→ **SUPPLIED TEXT**:
---------------

Okay, we know that the outlook and behavior of the president during all these debt negotiations has been lame sauce. But let us not forget virtually everybody else!
The supercommittee failed to reach a consensus, and so — unless Congress acts — 1.2 trillion will be automatically cut from future spending, half from the military and half from domestic. After the failure of the supercommittee — before it had even reached room temperature — defense hawks were already saying that they would act to reverse the sequestration of funds so that our military would not be crippled.
In response to this, Obama promised that he would veto all such attempts. With all due recognition made for his thundering hypocrisies, let me dare to say “good for him.” Since it is smart politics and reasonable policy, I am sure that it was an accident — but fair is fair.
But what about the terrorists? What about the fact that the Defense Secretary, Leon Panetta, has said that these cuts will be “devastating.” And that’s Obama’s defense secretary.
Oh, for pity’s sake. These cuts are (in Washingtonese) devastating, crippling, ginormous, decimating, draconian, and all bloodbathy. The sounds emanating from all affected departments make it sound like someone is in there slaughtering pigs with a butter knife.

---------------

→ **DATA EXCERPTS**:
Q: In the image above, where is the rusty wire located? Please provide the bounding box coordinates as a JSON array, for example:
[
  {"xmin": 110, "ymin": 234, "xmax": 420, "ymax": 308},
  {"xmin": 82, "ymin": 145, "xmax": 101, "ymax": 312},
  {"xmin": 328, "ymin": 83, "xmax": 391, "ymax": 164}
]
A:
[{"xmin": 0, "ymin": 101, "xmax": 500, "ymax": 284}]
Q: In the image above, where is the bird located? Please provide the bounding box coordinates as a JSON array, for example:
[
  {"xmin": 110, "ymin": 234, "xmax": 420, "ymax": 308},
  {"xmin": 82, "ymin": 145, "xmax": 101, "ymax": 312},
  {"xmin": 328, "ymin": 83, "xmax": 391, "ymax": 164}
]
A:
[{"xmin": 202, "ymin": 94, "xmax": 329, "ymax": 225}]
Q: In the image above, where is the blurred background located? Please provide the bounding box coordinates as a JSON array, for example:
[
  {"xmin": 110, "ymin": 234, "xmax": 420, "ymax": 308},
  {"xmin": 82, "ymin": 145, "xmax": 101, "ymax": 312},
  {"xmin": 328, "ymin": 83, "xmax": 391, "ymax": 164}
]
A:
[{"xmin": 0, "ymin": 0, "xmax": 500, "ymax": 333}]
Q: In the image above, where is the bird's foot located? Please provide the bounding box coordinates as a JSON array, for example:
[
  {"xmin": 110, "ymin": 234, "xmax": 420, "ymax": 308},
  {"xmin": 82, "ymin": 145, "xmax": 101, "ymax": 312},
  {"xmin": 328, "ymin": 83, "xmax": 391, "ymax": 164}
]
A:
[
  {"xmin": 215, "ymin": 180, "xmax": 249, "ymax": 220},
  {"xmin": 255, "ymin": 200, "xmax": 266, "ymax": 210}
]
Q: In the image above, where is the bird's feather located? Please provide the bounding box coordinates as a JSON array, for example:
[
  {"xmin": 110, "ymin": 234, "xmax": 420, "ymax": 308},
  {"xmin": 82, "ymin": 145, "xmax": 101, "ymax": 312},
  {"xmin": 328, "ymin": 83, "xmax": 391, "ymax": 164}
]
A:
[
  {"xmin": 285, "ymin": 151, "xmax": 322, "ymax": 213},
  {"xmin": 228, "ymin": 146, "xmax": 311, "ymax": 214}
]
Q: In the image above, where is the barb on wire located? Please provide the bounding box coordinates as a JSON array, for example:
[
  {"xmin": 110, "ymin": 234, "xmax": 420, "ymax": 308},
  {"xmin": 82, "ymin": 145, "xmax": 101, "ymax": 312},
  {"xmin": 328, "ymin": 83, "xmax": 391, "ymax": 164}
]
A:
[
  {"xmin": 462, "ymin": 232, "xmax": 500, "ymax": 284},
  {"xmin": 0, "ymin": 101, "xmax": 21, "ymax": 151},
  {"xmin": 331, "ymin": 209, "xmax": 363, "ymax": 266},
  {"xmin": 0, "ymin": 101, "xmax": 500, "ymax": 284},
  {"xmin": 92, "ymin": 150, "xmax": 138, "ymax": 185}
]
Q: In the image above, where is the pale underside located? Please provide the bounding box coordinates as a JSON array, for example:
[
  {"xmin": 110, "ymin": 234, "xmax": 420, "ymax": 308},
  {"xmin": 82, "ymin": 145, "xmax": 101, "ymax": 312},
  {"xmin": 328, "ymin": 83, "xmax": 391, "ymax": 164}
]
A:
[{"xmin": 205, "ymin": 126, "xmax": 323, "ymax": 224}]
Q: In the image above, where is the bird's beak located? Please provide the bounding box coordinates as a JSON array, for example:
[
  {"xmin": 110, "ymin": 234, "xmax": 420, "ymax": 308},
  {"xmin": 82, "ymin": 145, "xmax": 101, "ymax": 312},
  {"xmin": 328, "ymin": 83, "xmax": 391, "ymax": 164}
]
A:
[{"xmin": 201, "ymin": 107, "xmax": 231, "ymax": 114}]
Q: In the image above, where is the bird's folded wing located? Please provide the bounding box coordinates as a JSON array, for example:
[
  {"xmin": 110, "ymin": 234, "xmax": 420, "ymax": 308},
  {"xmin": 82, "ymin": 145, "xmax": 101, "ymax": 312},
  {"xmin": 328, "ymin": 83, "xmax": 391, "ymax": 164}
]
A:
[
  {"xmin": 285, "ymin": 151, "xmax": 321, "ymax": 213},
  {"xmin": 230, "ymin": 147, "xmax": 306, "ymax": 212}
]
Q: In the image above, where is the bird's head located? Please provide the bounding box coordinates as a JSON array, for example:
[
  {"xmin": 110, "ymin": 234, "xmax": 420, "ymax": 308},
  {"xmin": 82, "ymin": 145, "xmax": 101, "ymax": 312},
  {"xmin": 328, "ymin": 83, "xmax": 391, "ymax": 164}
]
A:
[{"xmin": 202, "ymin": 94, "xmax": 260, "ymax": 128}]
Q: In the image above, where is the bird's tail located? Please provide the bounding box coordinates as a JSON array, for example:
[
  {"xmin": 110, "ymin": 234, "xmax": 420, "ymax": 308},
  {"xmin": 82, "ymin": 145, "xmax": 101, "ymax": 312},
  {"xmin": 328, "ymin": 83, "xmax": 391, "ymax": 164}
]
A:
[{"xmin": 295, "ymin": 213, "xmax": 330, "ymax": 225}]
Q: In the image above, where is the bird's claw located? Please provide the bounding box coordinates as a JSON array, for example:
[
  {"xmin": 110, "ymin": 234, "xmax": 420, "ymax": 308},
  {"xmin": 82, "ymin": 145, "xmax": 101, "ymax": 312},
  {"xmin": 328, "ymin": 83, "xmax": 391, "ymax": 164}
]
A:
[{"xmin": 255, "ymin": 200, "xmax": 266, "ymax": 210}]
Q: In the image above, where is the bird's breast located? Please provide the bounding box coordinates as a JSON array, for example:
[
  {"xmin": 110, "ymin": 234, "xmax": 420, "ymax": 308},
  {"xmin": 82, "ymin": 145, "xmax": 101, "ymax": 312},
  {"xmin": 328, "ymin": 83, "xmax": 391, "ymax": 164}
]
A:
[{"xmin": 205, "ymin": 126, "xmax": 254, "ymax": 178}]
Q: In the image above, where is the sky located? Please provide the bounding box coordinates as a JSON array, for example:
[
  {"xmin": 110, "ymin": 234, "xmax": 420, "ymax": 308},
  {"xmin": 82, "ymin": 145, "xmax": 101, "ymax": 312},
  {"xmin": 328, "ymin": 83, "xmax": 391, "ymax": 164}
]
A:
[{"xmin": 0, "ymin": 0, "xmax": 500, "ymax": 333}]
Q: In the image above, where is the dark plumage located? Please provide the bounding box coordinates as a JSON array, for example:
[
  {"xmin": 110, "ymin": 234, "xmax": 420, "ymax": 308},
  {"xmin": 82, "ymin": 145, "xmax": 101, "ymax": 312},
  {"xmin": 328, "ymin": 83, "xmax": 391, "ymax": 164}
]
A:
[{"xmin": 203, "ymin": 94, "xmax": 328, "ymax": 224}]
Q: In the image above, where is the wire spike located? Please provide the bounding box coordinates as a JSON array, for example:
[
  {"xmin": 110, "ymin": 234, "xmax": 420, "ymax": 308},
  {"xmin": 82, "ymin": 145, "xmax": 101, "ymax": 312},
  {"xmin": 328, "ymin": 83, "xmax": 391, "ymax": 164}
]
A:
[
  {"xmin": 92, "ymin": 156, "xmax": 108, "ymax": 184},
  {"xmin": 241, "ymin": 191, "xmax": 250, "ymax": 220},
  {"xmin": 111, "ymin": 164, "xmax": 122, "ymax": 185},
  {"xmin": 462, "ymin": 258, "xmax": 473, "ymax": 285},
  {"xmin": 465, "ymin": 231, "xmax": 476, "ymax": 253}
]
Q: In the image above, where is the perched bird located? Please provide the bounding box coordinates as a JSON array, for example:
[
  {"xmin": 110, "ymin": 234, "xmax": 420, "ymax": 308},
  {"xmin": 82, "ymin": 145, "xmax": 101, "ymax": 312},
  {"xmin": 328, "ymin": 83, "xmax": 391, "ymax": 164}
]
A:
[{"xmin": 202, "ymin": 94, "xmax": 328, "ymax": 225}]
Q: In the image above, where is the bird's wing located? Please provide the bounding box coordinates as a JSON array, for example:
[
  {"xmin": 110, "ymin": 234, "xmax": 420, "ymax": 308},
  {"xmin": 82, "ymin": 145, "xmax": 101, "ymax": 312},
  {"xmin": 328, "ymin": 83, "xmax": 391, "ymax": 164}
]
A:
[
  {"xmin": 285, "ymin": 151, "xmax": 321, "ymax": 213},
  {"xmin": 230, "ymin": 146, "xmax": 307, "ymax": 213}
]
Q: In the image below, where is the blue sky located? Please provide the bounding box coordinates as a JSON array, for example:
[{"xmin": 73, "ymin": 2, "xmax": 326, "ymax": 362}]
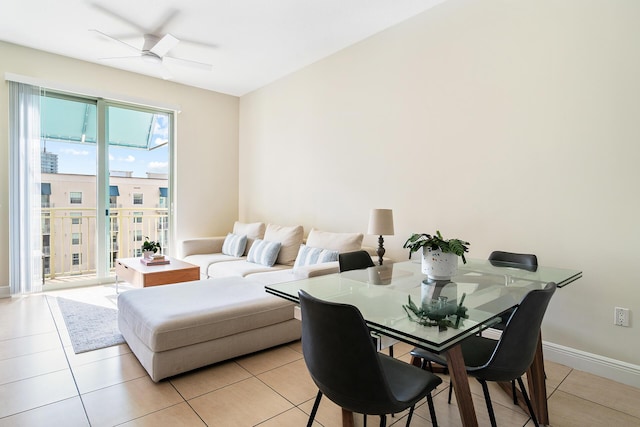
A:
[{"xmin": 41, "ymin": 115, "xmax": 169, "ymax": 178}]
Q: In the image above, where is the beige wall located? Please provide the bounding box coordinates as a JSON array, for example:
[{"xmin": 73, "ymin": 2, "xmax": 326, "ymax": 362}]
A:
[
  {"xmin": 0, "ymin": 42, "xmax": 238, "ymax": 294},
  {"xmin": 239, "ymin": 0, "xmax": 640, "ymax": 364}
]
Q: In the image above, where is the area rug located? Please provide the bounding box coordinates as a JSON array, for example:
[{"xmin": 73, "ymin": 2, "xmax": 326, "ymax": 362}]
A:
[{"xmin": 56, "ymin": 297, "xmax": 125, "ymax": 354}]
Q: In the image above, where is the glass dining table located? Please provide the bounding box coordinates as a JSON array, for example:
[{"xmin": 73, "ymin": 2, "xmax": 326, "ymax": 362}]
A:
[{"xmin": 265, "ymin": 259, "xmax": 582, "ymax": 426}]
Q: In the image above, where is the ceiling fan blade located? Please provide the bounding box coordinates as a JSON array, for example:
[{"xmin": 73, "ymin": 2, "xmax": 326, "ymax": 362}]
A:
[
  {"xmin": 89, "ymin": 29, "xmax": 140, "ymax": 53},
  {"xmin": 162, "ymin": 56, "xmax": 213, "ymax": 71},
  {"xmin": 151, "ymin": 8, "xmax": 180, "ymax": 34},
  {"xmin": 89, "ymin": 2, "xmax": 148, "ymax": 34},
  {"xmin": 98, "ymin": 55, "xmax": 140, "ymax": 61},
  {"xmin": 149, "ymin": 33, "xmax": 180, "ymax": 58}
]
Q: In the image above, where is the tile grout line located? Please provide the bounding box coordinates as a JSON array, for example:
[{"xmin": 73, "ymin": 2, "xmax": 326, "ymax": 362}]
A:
[{"xmin": 45, "ymin": 295, "xmax": 91, "ymax": 426}]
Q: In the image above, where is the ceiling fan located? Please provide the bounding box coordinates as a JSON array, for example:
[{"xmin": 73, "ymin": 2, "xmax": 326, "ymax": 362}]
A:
[{"xmin": 90, "ymin": 3, "xmax": 215, "ymax": 79}]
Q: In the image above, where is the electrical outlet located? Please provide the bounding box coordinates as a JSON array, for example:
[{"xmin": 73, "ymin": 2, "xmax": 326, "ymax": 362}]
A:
[{"xmin": 613, "ymin": 307, "xmax": 629, "ymax": 326}]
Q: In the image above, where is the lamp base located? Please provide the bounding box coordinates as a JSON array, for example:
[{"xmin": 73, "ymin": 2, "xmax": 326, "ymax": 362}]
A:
[{"xmin": 376, "ymin": 236, "xmax": 386, "ymax": 265}]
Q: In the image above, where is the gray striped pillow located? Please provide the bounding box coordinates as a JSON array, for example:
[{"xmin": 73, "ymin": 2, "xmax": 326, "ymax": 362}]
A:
[
  {"xmin": 222, "ymin": 233, "xmax": 247, "ymax": 257},
  {"xmin": 293, "ymin": 245, "xmax": 338, "ymax": 268},
  {"xmin": 247, "ymin": 239, "xmax": 282, "ymax": 267}
]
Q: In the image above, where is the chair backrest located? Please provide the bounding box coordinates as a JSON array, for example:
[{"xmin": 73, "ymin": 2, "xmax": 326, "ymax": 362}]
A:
[
  {"xmin": 338, "ymin": 250, "xmax": 375, "ymax": 273},
  {"xmin": 489, "ymin": 251, "xmax": 538, "ymax": 271},
  {"xmin": 299, "ymin": 291, "xmax": 395, "ymax": 414},
  {"xmin": 468, "ymin": 282, "xmax": 556, "ymax": 381}
]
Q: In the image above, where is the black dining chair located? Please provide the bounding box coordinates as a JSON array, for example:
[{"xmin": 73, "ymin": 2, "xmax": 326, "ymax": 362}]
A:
[
  {"xmin": 299, "ymin": 290, "xmax": 442, "ymax": 426},
  {"xmin": 489, "ymin": 251, "xmax": 538, "ymax": 271},
  {"xmin": 338, "ymin": 250, "xmax": 393, "ymax": 357},
  {"xmin": 338, "ymin": 250, "xmax": 375, "ymax": 273},
  {"xmin": 411, "ymin": 283, "xmax": 556, "ymax": 427},
  {"xmin": 489, "ymin": 251, "xmax": 538, "ymax": 332}
]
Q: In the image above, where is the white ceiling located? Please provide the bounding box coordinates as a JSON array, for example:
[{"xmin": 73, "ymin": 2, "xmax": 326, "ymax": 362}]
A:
[{"xmin": 0, "ymin": 0, "xmax": 444, "ymax": 96}]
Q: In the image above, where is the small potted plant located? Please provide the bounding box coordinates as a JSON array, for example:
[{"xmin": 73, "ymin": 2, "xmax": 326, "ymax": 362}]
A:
[
  {"xmin": 403, "ymin": 230, "xmax": 470, "ymax": 280},
  {"xmin": 142, "ymin": 237, "xmax": 162, "ymax": 259}
]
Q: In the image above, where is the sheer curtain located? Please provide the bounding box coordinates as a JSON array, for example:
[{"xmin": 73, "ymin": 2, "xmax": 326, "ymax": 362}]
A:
[{"xmin": 8, "ymin": 81, "xmax": 42, "ymax": 295}]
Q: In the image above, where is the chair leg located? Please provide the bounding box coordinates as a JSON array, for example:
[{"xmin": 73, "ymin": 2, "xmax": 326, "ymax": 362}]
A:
[
  {"xmin": 407, "ymin": 405, "xmax": 416, "ymax": 427},
  {"xmin": 518, "ymin": 377, "xmax": 540, "ymax": 427},
  {"xmin": 478, "ymin": 379, "xmax": 497, "ymax": 427},
  {"xmin": 307, "ymin": 390, "xmax": 322, "ymax": 427},
  {"xmin": 428, "ymin": 393, "xmax": 438, "ymax": 427}
]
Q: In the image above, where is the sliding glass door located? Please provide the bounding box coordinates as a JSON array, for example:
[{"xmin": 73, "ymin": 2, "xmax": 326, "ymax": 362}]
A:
[{"xmin": 40, "ymin": 93, "xmax": 173, "ymax": 289}]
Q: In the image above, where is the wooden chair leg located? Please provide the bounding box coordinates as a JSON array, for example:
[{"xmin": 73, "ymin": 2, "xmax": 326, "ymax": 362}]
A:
[{"xmin": 307, "ymin": 390, "xmax": 322, "ymax": 427}]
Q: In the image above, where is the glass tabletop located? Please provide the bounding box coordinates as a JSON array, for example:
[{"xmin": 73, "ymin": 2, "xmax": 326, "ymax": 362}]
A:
[{"xmin": 265, "ymin": 259, "xmax": 582, "ymax": 352}]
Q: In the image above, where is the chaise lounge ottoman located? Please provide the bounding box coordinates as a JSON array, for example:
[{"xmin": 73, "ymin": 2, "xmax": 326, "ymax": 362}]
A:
[{"xmin": 118, "ymin": 277, "xmax": 301, "ymax": 382}]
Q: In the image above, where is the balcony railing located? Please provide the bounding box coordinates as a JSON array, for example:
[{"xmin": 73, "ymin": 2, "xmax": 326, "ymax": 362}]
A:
[{"xmin": 42, "ymin": 207, "xmax": 170, "ymax": 283}]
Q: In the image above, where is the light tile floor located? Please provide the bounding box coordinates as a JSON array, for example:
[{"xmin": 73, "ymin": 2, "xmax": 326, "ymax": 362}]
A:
[{"xmin": 0, "ymin": 286, "xmax": 640, "ymax": 427}]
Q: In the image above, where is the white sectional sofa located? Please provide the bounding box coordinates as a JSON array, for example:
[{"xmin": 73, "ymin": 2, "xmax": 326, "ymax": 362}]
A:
[
  {"xmin": 118, "ymin": 222, "xmax": 373, "ymax": 381},
  {"xmin": 180, "ymin": 222, "xmax": 364, "ymax": 284}
]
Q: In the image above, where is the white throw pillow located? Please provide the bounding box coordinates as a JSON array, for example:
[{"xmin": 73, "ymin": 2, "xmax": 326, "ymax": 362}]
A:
[
  {"xmin": 264, "ymin": 224, "xmax": 304, "ymax": 265},
  {"xmin": 307, "ymin": 228, "xmax": 364, "ymax": 253},
  {"xmin": 222, "ymin": 233, "xmax": 247, "ymax": 257},
  {"xmin": 233, "ymin": 221, "xmax": 266, "ymax": 255},
  {"xmin": 247, "ymin": 239, "xmax": 281, "ymax": 267},
  {"xmin": 293, "ymin": 245, "xmax": 338, "ymax": 269}
]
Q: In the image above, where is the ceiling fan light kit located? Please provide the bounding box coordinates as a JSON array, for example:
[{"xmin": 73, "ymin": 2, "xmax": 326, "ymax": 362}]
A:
[{"xmin": 90, "ymin": 4, "xmax": 213, "ymax": 80}]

---------------

→ **TASK 1**: In the text on the debt negotiations, how much will be automatically cut from future spending unless Congress acts?
→ **TASK 2**: Reproduce the part of the debt-negotiations text starting with "Okay, we know" and going on through "fair is fair.".

→ **EXPECTED ANSWER 1**: 1.2 trillion will be cut, half from the military and half from domestic spending.

→ **EXPECTED ANSWER 2**:
Okay, we know that the outlook and behavior of the president during all these debt negotiations has been lame sauce. But let us not forget virtually everybody else!
The supercommittee failed to reach a consensus, and so — unless Congress acts — 1.2 trillion will be automatically cut from future spending, half from the military and half from domestic. After the failure of the supercommittee — before it had even reached room temperature — defense hawks were already saying that they would act to reverse the sequestration of funds so that our military would not be crippled.
In response to this, Obama promised that he would veto all such attempts. With all due recognition made for his thundering hypocrisies, let me dare to say “good for him.” Since it is smart politics and reasonable policy, I am sure that it was an accident — but fair is fair.